→ Your goal
Reproduce every entry exactly as shown.

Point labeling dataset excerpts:
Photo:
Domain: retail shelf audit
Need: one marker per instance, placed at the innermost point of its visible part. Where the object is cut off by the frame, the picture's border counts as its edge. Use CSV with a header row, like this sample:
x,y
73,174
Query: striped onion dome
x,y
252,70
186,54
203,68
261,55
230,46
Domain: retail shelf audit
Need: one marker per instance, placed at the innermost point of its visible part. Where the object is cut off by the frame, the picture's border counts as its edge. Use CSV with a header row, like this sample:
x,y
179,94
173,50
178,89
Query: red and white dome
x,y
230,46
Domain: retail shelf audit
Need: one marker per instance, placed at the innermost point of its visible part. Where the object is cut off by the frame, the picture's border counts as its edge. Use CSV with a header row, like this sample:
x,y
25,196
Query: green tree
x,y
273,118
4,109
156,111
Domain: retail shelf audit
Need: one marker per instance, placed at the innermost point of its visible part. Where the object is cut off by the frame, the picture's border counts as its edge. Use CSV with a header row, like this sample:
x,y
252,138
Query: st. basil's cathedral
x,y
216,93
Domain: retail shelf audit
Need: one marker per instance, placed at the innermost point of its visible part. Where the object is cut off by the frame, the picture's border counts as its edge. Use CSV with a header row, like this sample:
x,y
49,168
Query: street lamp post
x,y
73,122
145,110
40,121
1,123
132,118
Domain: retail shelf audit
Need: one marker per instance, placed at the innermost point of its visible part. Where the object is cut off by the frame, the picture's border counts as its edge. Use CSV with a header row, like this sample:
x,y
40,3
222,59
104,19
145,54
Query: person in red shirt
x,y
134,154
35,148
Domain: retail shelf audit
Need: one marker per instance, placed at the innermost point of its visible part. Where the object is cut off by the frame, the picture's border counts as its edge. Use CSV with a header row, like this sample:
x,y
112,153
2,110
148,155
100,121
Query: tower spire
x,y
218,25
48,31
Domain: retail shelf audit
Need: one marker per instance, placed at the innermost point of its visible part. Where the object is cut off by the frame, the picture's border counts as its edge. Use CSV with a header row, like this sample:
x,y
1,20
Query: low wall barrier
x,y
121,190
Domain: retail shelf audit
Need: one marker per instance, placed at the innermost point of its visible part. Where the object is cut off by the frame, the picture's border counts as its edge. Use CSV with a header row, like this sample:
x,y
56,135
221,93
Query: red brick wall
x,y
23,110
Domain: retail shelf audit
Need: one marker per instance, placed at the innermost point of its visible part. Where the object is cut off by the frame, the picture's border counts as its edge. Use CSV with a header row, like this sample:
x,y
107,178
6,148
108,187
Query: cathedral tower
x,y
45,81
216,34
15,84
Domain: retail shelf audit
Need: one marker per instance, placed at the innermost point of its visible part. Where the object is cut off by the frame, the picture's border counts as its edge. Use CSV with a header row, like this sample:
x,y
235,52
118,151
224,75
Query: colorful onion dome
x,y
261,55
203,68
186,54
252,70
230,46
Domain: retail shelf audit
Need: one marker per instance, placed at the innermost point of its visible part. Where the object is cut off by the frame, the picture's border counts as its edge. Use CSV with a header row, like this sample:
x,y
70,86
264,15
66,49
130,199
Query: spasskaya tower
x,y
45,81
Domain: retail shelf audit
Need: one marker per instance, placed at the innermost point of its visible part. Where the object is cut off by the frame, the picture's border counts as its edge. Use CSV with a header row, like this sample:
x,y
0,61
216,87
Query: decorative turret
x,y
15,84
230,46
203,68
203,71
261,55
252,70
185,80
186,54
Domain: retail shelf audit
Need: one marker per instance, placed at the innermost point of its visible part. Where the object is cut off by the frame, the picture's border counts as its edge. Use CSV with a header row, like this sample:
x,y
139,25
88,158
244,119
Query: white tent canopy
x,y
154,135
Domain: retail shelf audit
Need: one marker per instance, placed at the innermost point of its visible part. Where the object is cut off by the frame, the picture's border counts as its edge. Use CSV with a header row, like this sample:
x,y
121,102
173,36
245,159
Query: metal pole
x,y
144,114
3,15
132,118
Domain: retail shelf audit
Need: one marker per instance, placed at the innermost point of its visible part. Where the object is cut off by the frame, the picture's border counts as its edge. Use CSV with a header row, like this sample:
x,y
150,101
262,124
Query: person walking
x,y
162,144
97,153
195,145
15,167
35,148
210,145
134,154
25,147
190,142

→ Exercise output
Photo:
Domain: retail shelf audit
Need: one marker per instance, placed at the innermost point of its visible part. Where the object is cut off by the frame, the picture's border counts as its edge. Use CSV with a header row, like this sample:
x,y
73,174
Query: striped onion dome
x,y
252,70
186,54
203,68
261,55
230,46
Domain: retail shelf audit
Need: one marker per instance, placed at the innermost point of its visible part. Where the object is cut off by the frame, the picture's border counts as its edge. Use CSV with a header row, like this sample:
x,y
179,94
173,50
178,89
Query: red and white dome
x,y
230,46
Domain: retail shelf audit
Need: one marker per instance, placed at the innermost point of its visible part. Where the object is cut off by the frame, the picture's border counts as its edge. Use CSV with a header row, like this sample:
x,y
25,196
Query: green tree
x,y
273,118
4,109
156,111
Domain: retail shelf audit
Need: one marker per instance, placed at the innermost point of its visible part. Where the object is cut off by the frame, the picture's border counts as its edge. Use CSV with a header row, like this sample:
x,y
252,138
Query: st. basil's cathedral
x,y
216,93
Domain: retail shelf audit
Need: one marker per instance, placed at the innermost point of its visible part. Where the object is cut off by the frame, the picture's border counts as its edge. Use CSV with a header row, like this sample:
x,y
49,168
Query: street lamp post
x,y
73,122
145,110
40,121
1,123
132,118
Domain: retail shelf audit
Need: one marker per instance, placed at the innermost point of its visible part. Where the object is cut off by the frame, the picture's border counts as its edge. Use CSV with a header row, like this sample:
x,y
40,3
222,59
104,19
145,54
Query: person in red shirt
x,y
134,154
35,148
Domain: retail shelf audit
Need: one marker per instance, placed at the innermost point of its visible part. Where the object is cut off by the frame, the picture's border counts as its edge. Use CSV with a header row, like this sample:
x,y
112,153
2,110
148,155
100,121
Query: tower spire
x,y
218,25
48,31
Domain: retail shelf audit
Need: one marker per instance, placed at the innermost point of its visible part. Where the object is cut off by the frame, the picture's border counts as its edge. Use CSV with a header row, like this sample:
x,y
1,20
Query: low wall barrier
x,y
121,190
Domain: retail shelf audit
Need: one marker per instance, placed at the innermost point of its visible part. Where the object is cut off by the frame, the picture's border counts as its edge. Use CSV with a header row, like this sample:
x,y
56,135
221,93
Query: red brick wall
x,y
23,110
Domain: retail shelf audit
Need: one marker per instance, placed at the innermost point of its visible part. Where the object is cut off by the frame, the picture's border counts as its edge. Use CSV with a header row, like this sample:
x,y
107,178
6,148
108,187
Query: cathedral tower
x,y
45,81
216,34
15,84
Domain: retail shelf audit
Need: one marker per instance, placed at the innermost point of its visible part. Where the object is cut off by the frame, the picture's border counts as its edge. Use CSV with a header row, like this sample:
x,y
235,52
118,151
224,75
Query: colorful onion dome
x,y
261,55
203,68
186,54
252,70
230,46
Domain: retail shelf audit
Need: one marker per instance, placed at the innermost point of its visible part. Where the object is cut off by the frame, the picture's border counts as its edge. Use CSV with a header row, like this sample:
x,y
70,86
264,15
66,49
130,199
Query: spasskaya tower
x,y
45,81
Domain: retail shelf audit
Need: one marker per instance, placed at the innermost point of its visible part. Where the object is cut off by the frame, the picture's border counts as its edge. Use CSV with a header row, like this sample:
x,y
0,61
216,87
Query: decorative turret
x,y
15,84
230,46
203,68
203,71
261,55
252,70
185,80
186,54
Domain: retail shelf audit
Need: one marker per instance, placed at the innermost point of its visible part. Where the object is cut off by the frame, the picture's border counts as its edge. Use CSV with a header row, like this sample:
x,y
139,25
88,158
244,119
Query: white tent canopy
x,y
154,135
Domain: retail shelf audit
Need: one marker per instance, placed at the innermost point of its visible part. Where the object is cut off by the frame, the picture's border counts as its edge. Use CSV with a header row, like this sample:
x,y
121,102
173,36
245,159
Query: metal pole
x,y
144,114
3,15
132,118
Domain: retail shelf audit
Need: one marker per instance, placed at the innermost point of its visible part. Where the object is cut off by the frame, the picture's border counts as its edge. Use CSV with a header row, like this sample:
x,y
150,101
262,124
Query: person walking
x,y
162,144
97,153
195,145
15,167
35,148
210,145
134,154
25,147
190,142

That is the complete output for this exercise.